===== DATA EXCERPTS =====

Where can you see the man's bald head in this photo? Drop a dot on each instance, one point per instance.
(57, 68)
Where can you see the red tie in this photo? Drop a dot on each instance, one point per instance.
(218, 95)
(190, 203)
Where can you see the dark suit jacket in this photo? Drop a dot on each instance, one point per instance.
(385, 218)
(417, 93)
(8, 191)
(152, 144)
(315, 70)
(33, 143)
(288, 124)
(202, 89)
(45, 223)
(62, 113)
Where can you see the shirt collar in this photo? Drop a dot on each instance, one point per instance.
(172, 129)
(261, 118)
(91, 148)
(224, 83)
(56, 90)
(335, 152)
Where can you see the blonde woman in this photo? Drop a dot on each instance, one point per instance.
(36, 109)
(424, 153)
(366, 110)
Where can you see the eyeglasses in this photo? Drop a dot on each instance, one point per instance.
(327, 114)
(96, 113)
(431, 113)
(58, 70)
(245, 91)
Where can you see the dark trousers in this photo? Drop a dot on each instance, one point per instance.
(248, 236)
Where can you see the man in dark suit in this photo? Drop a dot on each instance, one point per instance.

=====
===== DATA EXCERPTS =====

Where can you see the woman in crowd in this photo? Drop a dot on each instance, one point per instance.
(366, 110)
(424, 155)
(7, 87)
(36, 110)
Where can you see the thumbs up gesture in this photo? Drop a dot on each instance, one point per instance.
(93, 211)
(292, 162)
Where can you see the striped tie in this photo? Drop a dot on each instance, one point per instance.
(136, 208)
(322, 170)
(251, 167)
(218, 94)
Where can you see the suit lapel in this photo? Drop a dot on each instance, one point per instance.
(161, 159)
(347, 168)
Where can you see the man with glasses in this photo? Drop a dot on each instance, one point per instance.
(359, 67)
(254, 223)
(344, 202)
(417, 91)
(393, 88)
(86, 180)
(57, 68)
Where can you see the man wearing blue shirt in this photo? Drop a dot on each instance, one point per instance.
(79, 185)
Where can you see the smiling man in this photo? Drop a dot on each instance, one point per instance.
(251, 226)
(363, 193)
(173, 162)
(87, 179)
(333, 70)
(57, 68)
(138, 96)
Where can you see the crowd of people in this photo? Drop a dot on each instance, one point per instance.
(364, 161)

=====

PROBLEM STATEMENT: Begin with the line above that has "Where can you see the dark trousers" and continue through the line that has "Where can you see the man in", setting each one down exactly. Stop there.

TASK RESPONSE:
Where can you see the dark trousers in this photo? Drop a dot on each instance, one point per instance.
(248, 236)
Where can you see the man in dark suit in this photo? Drop a dot on each instance, one point per instance.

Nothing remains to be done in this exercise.